Set down all of the data exactly. Pictures stay out of the copy.
━━ Data for review
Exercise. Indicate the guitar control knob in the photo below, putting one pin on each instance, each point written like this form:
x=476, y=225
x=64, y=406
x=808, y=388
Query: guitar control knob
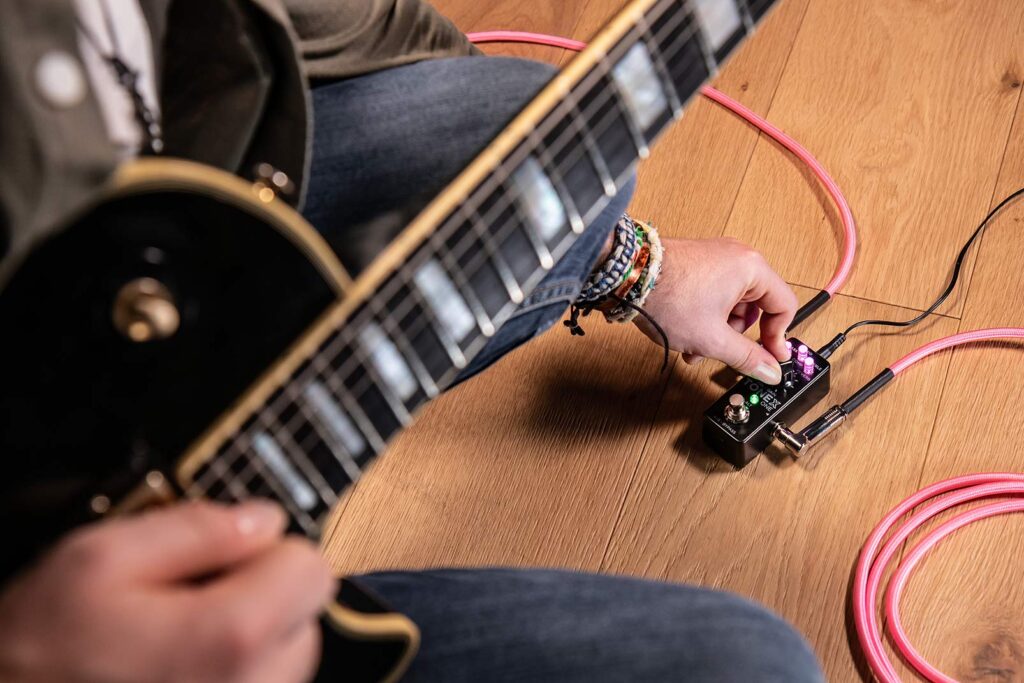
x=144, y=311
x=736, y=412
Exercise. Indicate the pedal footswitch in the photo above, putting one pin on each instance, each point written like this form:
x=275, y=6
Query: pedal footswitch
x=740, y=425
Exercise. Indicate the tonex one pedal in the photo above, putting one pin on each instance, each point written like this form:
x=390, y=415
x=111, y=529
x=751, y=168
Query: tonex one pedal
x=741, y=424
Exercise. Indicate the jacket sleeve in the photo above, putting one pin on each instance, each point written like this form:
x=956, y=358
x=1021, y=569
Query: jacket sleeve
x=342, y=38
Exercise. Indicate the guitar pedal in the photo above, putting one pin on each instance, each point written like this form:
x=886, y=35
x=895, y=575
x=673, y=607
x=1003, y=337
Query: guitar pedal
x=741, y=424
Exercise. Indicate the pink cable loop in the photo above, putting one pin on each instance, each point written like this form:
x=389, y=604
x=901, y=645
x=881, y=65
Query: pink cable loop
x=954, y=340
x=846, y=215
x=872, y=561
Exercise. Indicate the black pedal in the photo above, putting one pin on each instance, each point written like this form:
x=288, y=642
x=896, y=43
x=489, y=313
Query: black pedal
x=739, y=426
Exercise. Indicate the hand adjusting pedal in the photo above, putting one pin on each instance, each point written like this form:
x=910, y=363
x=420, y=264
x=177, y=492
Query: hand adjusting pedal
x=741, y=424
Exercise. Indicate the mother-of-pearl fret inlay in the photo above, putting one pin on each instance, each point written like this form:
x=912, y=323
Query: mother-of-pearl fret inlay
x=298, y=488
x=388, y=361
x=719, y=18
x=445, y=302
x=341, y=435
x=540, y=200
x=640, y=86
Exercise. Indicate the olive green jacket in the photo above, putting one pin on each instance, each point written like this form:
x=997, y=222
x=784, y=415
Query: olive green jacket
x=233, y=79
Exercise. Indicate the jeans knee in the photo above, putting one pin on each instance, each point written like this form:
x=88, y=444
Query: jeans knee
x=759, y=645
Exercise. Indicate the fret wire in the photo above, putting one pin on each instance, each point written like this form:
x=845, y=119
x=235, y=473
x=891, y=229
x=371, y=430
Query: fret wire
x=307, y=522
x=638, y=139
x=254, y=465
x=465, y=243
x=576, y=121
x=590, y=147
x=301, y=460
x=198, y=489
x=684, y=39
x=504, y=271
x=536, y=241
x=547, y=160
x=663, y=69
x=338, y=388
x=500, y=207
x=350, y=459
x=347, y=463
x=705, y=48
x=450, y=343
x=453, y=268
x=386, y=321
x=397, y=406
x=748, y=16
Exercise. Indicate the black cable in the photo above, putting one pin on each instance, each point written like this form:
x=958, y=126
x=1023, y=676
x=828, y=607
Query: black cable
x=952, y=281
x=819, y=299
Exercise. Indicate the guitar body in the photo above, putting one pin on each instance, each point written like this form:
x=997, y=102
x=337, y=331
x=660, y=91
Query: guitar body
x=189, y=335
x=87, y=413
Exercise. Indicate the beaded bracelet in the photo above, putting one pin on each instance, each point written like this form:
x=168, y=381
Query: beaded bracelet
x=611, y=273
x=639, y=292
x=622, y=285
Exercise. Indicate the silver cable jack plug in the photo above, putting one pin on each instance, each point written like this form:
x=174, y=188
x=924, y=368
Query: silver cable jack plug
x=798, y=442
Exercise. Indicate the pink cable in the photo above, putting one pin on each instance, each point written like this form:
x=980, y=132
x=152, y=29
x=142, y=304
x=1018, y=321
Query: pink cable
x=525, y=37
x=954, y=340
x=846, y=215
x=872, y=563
━━━━
▶ **Answer box**
Exercise. Indicate the guitar control knob in the photo below, putting one pin on each instance, each point written like this form:
x=476, y=225
x=64, y=406
x=808, y=388
Query: guitar control knob
x=144, y=311
x=736, y=412
Exercise. Indicate the pedal footswitch in the photo above, putting one pin on each instance, each point written like this form:
x=275, y=6
Query: pedal footswitch
x=740, y=425
Exercise. Indicate the tonex one pedal in the photo above, putting one pin on each instance, each point written like this form:
x=390, y=415
x=111, y=529
x=751, y=168
Query: tonex one pedal
x=741, y=424
Exercise. Indicate the jacket sleeve in the photo above, putting one pin on each instance, each point written like this form:
x=956, y=358
x=1021, y=569
Query: jacket sleeve
x=342, y=38
Exercise. Indicate the guitar pedal in the photo above, putting one pin on each instance, each point written like this form:
x=886, y=35
x=895, y=575
x=673, y=607
x=1003, y=337
Query: guitar pedal
x=741, y=424
Exercise. Indicate the pink cable loop in the photo above, putting one pin on each instance, each point written like this form:
x=389, y=604
x=901, y=645
x=881, y=65
Query: pink cable loop
x=954, y=340
x=846, y=215
x=872, y=561
Exercise. Indicate the black pedal in the photo above, putting one pin on each instance, each point written like this form:
x=288, y=642
x=896, y=43
x=489, y=313
Query: black pedal
x=739, y=426
Exercise. Indicate the hand adjusting pedal in the photo above, putting one pin on each instance, each point written like this form:
x=910, y=363
x=420, y=264
x=177, y=492
Query: hand adjusting pedal
x=741, y=424
Exercise. Indicate the mother-of-pearl fret inlay in the photo above, putting one pin on each instance, each point written like this form:
x=912, y=323
Query: mother-of-pearl fret inlay
x=298, y=488
x=388, y=361
x=719, y=18
x=445, y=302
x=341, y=435
x=540, y=200
x=640, y=86
Exercise. Indicate the olive green jacket in the photo above, putting one pin on each instance, each point written like this form:
x=997, y=222
x=784, y=415
Query: olive green jacket
x=233, y=79
Exercise. Indicate the jeans knee in the photo above, putting one pin on each instance, each point written like this form:
x=88, y=444
Query: jeans knee
x=759, y=645
Exercise. Indicate the fret wire in the photo above, putting one pin on each instance, each point written like this form:
x=845, y=119
x=235, y=473
x=891, y=229
x=371, y=430
Query: fret wire
x=307, y=522
x=638, y=139
x=254, y=465
x=465, y=243
x=576, y=121
x=590, y=147
x=301, y=460
x=198, y=489
x=684, y=39
x=504, y=271
x=536, y=241
x=547, y=160
x=663, y=69
x=338, y=388
x=500, y=207
x=350, y=459
x=347, y=463
x=705, y=48
x=450, y=343
x=453, y=268
x=386, y=321
x=397, y=406
x=748, y=16
Exercise. Indicate the black cable in the photo above, putting one pin on each instance, each point written like this form:
x=958, y=126
x=1023, y=676
x=828, y=607
Query: black cable
x=952, y=281
x=819, y=299
Exercise. Indicate the guitar body in the photo above, putting one pin on each instance, each point written like this form:
x=997, y=102
x=337, y=331
x=660, y=91
Query: guitar body
x=189, y=335
x=87, y=413
Exercise. Indicate the beaded bracelet in the photo above, putting one pin on each instance, each point written like this form:
x=168, y=381
Query: beaded bracelet
x=611, y=273
x=639, y=292
x=622, y=285
Exercise. Indicate the silver cable jack plug in the photo above, putting one pin on each instance, each point written like this form:
x=174, y=188
x=924, y=368
Query: silver cable jack plug
x=798, y=442
Exercise. Indicate the pink cable in the photo above, putting one pin on each instance, each point written like this form:
x=980, y=132
x=152, y=29
x=142, y=304
x=1018, y=321
Query: pink cable
x=525, y=37
x=954, y=340
x=846, y=215
x=872, y=563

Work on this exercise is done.